(Dataset items)
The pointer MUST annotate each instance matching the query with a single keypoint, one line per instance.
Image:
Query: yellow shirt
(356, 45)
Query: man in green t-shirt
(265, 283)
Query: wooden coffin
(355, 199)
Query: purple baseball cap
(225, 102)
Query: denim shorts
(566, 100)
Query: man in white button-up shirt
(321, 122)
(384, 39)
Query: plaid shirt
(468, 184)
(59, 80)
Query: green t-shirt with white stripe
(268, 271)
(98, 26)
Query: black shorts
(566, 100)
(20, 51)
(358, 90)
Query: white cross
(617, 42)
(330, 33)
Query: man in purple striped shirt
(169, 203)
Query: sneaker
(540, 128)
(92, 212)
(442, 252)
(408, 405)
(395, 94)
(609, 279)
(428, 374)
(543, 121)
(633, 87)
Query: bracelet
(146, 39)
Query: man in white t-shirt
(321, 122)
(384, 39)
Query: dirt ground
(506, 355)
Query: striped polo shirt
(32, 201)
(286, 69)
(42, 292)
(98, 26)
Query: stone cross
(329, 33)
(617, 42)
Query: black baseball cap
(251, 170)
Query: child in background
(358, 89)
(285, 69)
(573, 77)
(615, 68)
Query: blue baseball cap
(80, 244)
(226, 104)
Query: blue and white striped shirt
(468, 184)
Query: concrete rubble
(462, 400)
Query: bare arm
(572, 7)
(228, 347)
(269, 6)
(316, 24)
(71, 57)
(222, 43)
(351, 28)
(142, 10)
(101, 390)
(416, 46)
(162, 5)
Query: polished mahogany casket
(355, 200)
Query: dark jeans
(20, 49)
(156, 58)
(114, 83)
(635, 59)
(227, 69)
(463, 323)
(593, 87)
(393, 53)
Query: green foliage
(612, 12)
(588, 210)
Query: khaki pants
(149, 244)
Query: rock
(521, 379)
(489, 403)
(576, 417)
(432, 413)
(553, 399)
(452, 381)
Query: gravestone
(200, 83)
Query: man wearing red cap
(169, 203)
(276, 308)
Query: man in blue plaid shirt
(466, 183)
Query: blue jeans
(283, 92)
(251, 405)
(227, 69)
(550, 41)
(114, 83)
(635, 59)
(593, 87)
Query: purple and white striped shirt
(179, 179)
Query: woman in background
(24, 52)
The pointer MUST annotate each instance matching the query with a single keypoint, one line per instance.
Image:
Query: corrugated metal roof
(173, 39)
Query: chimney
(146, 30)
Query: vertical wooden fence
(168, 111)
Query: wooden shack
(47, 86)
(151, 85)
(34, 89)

Request: Reproduce the lines from the one containing "Query: green foliage" through the end of the lines, both included, with their requests, scaling every coordinate in the answers by 1.5 and rounding to whole numbers with halves rounded up. Leave all other numbers unchanged.

Reply:
Query: green foliage
(918, 18)
(882, 315)
Query: khaki pants
(224, 366)
Query: rock
(782, 569)
(734, 605)
(864, 626)
(648, 620)
(830, 599)
(678, 572)
Query: gravestone
(300, 125)
Query: man wearing red cap
(254, 305)
(414, 462)
Query: man in blue plaid shirt
(699, 275)
Query: blue jeans
(425, 138)
(377, 608)
(341, 104)
(825, 62)
(171, 125)
(953, 89)
(890, 131)
Query: purple and white striped shirt
(269, 269)
Query: woman in background
(36, 78)
The pointer MUST annotate each instance matching the query with a single keypoint, one line per instance.
Image:
Query: corrugated metal roof
(260, 59)
Query: chimney
(219, 45)
Query: vertical wooden fence
(252, 167)
Query: wooden shack
(71, 129)
(227, 128)
(51, 134)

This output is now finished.